• **What to do**: Write the next part of the text on combining beamforming with blind source separation, beginning after its final sentence.
— START Reading text —
Beam forming (BF) and Blind Source Separation (BSS) are always two interesting methodologies to witness in order to separate two sources. BSS in frequency domain have been facing a serious issue of permutation ambiguity while performing source separation using Independent Component Analysis (ICA). Permutation Ambiguity is a problem of mismatch of any frequency lines between the sources, so the separation in the time domain cannot exhibit a perfect separation due to the frequency components of other sources present in the time signal of one source. Various methods have been adopted all through the years of research to get rid of this critical issue and no perfect results are produced so far. The proposed method of combining BF to BSS seems to be a good approach as BF mainly depends on time difference of arrival information (delay) between the reference microphone to the consecutive microphones. The original delay information is compared to the estimated delays for each frequency lines in order to realign the frequency lines if they see a permutation by ICA. So, there is no possibility of frequency mismatch still existing when the delay information is operated as a major concern. The performance is measured using Signal to Interference Ratio measurement where Beamforming approach seems to have an improved performance compared to other existing methods. Simulation results show performance comparison. The algorithm is tested using two speech sources in a free field environment. We use Short Time Fourier Transform (STFT) for frequency domain transformation

Keywords

Blind Source Separation, Beam forming, Independent Component Analysis, Time Difference of Arrival, Signal to Interference Ratio.

INTRODUCTION

Blind Source Separation (BSS) is the process of estimating source signals from the observed signals from any input channel like microphones. Here, the independence of each signal corresponds to the separation of sources.

Similarly, Beamforming is an array signal processing technique which is used to localize sources from different directions. This uses number of linearly arranged microphones. Both these have their own uniqueness and disadvantages as long as they are implemented separately in different applications. Applications like speech enhancement, hearing aids, conference telephony, party gathering, noise-robust speech recognitions and hands-free telecommunication systems requires these processes to have source intelligibility without any irregularities. When BSS is combined with beamforming, it is possible to overcome the drawbacks faced in both the processes. The Beamforming approach is robust since a misalignment at a frequency does not affect other frequencies while in other approaches misalignment may cause consecutive misalignments [1]. Beamforming defines the direction of arrival from Delay and Sum Beamforming algorithm and BSS uses ICA algorithm where both can be made to meet at a common point in order to solve the issue of source separation. This project deals with the point where they both are expected to be combined and the constraints that have to be considered to do this combination.
— END Reading text —
— START Data extract —
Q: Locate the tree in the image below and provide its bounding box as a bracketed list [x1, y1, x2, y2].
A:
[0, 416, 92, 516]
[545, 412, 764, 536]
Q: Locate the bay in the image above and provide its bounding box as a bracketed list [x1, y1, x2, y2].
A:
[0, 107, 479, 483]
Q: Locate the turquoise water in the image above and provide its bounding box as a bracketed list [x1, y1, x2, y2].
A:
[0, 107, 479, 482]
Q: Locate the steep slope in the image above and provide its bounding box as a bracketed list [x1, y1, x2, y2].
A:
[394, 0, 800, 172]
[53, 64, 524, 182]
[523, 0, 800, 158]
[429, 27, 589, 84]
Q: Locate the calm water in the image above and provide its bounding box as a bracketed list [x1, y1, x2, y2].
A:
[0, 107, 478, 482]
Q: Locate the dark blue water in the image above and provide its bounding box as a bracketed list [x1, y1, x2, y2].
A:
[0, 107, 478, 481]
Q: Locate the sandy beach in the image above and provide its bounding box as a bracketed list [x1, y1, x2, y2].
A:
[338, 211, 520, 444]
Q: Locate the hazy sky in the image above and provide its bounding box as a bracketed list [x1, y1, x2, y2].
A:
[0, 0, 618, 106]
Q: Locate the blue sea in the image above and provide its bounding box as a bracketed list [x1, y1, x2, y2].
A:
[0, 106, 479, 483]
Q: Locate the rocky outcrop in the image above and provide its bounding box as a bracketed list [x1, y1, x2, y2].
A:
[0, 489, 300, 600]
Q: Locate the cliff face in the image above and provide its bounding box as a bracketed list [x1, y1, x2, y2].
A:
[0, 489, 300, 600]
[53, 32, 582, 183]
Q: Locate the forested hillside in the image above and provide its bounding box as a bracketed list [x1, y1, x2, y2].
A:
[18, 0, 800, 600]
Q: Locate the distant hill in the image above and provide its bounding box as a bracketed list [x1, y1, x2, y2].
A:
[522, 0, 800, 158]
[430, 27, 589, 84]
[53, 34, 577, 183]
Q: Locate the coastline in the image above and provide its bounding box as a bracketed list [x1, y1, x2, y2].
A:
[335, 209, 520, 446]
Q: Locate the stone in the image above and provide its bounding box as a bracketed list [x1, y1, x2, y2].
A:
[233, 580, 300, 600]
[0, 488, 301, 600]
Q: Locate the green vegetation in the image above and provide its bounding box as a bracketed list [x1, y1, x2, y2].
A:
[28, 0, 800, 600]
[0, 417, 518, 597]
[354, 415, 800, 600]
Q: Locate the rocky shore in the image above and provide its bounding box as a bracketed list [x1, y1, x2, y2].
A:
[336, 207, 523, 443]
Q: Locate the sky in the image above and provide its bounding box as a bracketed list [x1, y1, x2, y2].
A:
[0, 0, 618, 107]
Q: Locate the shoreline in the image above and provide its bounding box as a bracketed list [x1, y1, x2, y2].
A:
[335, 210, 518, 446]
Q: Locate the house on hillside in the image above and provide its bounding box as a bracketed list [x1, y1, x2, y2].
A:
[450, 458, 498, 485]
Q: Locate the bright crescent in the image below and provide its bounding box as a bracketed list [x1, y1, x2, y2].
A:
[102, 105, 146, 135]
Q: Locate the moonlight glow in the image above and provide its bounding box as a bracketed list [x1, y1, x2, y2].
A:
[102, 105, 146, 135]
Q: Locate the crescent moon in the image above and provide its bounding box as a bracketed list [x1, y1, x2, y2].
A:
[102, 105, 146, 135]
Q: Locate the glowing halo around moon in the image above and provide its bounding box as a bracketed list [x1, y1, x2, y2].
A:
— END Data extract —
• **Right answer**:
SURVEY OF RELATED WORKS

Different approaches exist to solve this problem. Basically the permutations can be picked out and frequency band switching is done. The basic idea is to locate the permutations by noticing sudden changes in some properties of the filters or the spectra of the estimated components. In [2] paper, Broadband beamforming with wavelet filter banks were used in the speech enhancement systems to retriever full-band speech signals. In [3] Blind beamforming algorithms were used to recover desired signals without array geometry knowledge. They used multi-stage constant modulus array algorithm to recover the independent signals and also estimate the direction of arrival angles. In [4] paper, they used methods like envelope continuity and filter continuity while using ICA framework to separate sound sources. In [4], null-beamforming based on the direction of arrival was used to optimise and converge ICA algorithm. In our paper, we use a simple Beamforming approach that gives a time difference of arrival estimation which we have used as an apriori information over every frequency lines to separate the mixed sources.

PROBLEM STATEMENT AND MAIN CONTRIBUTION

In a real-time scenario when multiple speakers speak at the same time observed in an array of sensors, the recordings will always contain mixed sources having little or no information about the original sources. It is a very classical and difficult problem to separate them into independent sources. When this problem is investigated in frequency domain, the major issue is Scaling and the Permutation Ambiguity. Our paper focuses on two major research questions:

1. How can Beamforming approach be employed to solve permutation ambiguity in order to improve the efficiency of BSS?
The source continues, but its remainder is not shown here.